## EXERCISE PROMPT:
An exact transcription of the entries is required, with none of the pictures carried over.

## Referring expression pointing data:

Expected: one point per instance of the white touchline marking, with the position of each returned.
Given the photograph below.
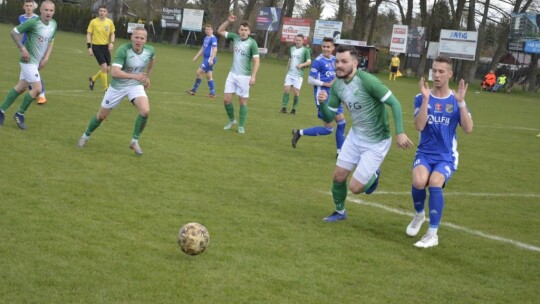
(468, 194)
(467, 230)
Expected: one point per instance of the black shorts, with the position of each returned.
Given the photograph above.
(102, 54)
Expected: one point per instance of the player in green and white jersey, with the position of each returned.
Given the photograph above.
(299, 58)
(128, 79)
(242, 75)
(369, 139)
(35, 53)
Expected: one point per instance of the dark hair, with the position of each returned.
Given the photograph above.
(245, 24)
(444, 59)
(328, 39)
(342, 48)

## FINAL ANSWER:
Expected: one point per instance of the white touchline marking, with the position of each returned.
Given the photograph below.
(468, 194)
(467, 230)
Expected: one point per instance of the black shorts, with the position of each returned.
Given the photograph above.
(102, 54)
Expected: one point per instance of the player in green and white jersey, with the position of each returned.
Given the photograph above.
(299, 58)
(128, 79)
(242, 75)
(369, 139)
(35, 53)
Expected: one point per instance of the dark hair, with the position of each returned.
Given the photograph above.
(245, 24)
(444, 59)
(328, 39)
(342, 48)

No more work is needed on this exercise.